TASKS TO PERFORM:
1. Summarize the late-night reflection below in exactly two sentences.
2. Say whether each statement agrees with the late-night reflection below. Answer yes or no, and quote the words that decide it.
(a) The writer first heard about the beheadings from a news article.
(b) In February the wind chill in Pennsylvania reached negative sixteen.
(c) The writer stopped working outside after getting a sinus infection.

DOCUMENT TEXT:
*****

People of the Cross: a late night reflection
I remember around this time last year, when I first learned that ISIS was beheading Christians. I was in the process of moving from Texas to Pennsylvania, and we were at a gas station outside of Knoxville when my dad returned from inside. He stood there, outside my car, and he told me that people were losing their heads because they confessed Christ. I wasn’t the same after that. I would sit up late at night, staring at the walls of my new house, and I just couldn’t make sense of it. I would read the articles and look at the pictures and cry nearly every day, but I couldn’t seem to wrap my mind around the fact that this was actually happening.
Fast forward a year. There is still no peace in the Middle East, but it dominates the headlines less and less these days. I sometimes go days, even weeks, without thinking about it. And this bothers me. Because even when I can’t get my mind around, I want these things to be in my mind, and in my heart too, you know. I don’t want to ever forget these things, even when I feel totally weak and helpless and am still trying to make sense of my own life.
It’s summer now, but I remember back in February of this year, when it was so cold in Pennsylvania that the wind chill reached negative sixteen. I was working outside that week, and I got a sinus infection as a result, but I kept plowing ahead as best I could. I remember one night, when I crawled into my warm bed after a long day of work, and I couldn’t help but think of those spending the night on the streets of my city. I was sick, but at least I was safe, sheltered from the arctic air of the Great Northeast. And I thought of the group of Egyptian Coptic Christians who had recently been killed for their faith. I thought of how they died singing on that beach, and as I lay there on my bed I heard myself say aloud, “God, I want to love You like that!”
We are all people of the cross, but we certainly do not live the same day-to-day experiences.

*****

DATASET EXTRACT:
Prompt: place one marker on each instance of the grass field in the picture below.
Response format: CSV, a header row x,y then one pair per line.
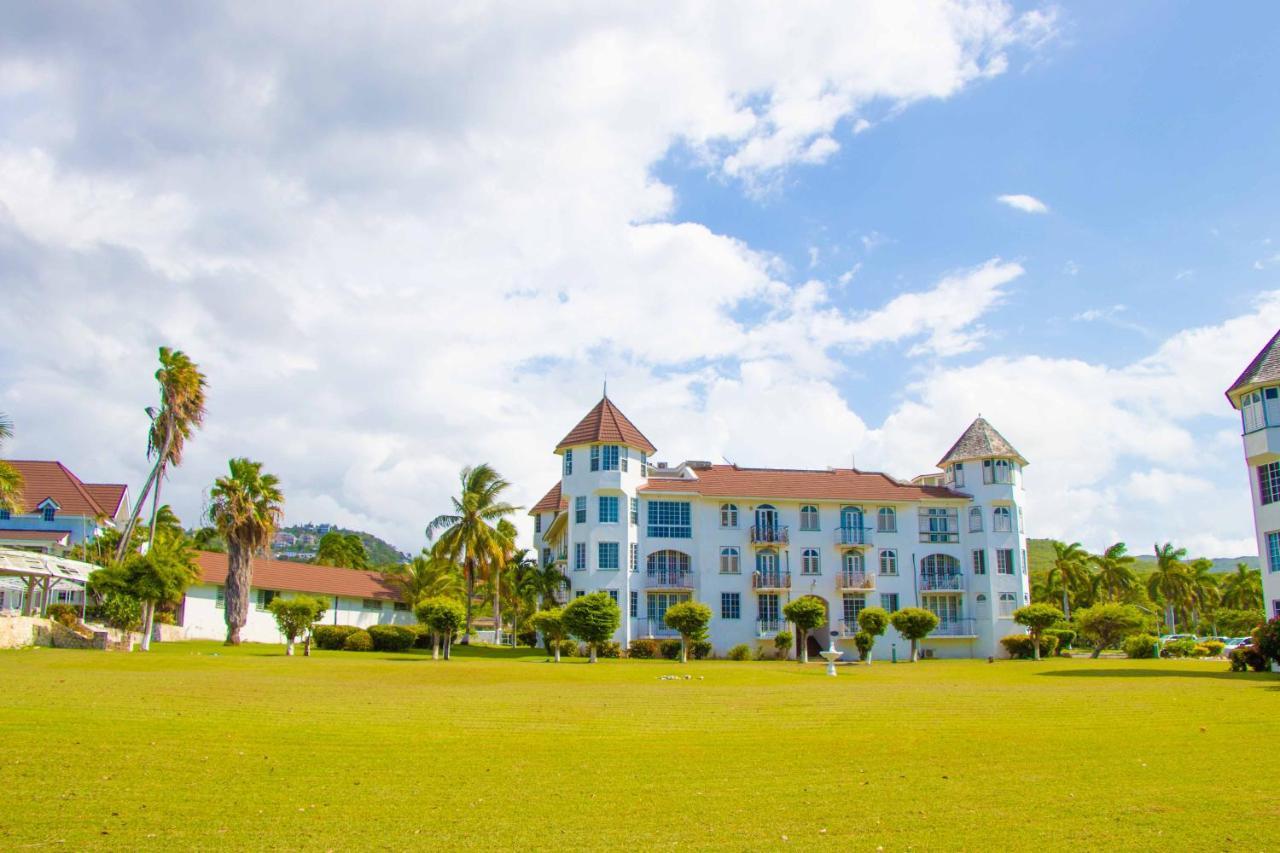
x,y
197,747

*****

YOUR WRITTEN ANSWERS:
1. A year ago, while moving from Texas to Pennsylvania, the writer learned at a gas station outside Knoxville that ISIS was beheading Christians and could not make sense of it. Now the writer is bothered by going days or even weeks without thinking about it, and recalls a freezing February night when thoughts of the Egyptian Coptic Christians killed for their faith led to the words, "God, I want to love You like that!"

2.
(a) No: "He stood there, outside my car, and he told me that people were losing their heads because they confessed Christ."
(b) Yes: "it was so cold in Pennsylvania that the wind chill reached negative sixteen."
(c) No: "I got a sinus infection as a result, but I kept plowing ahead as best I could."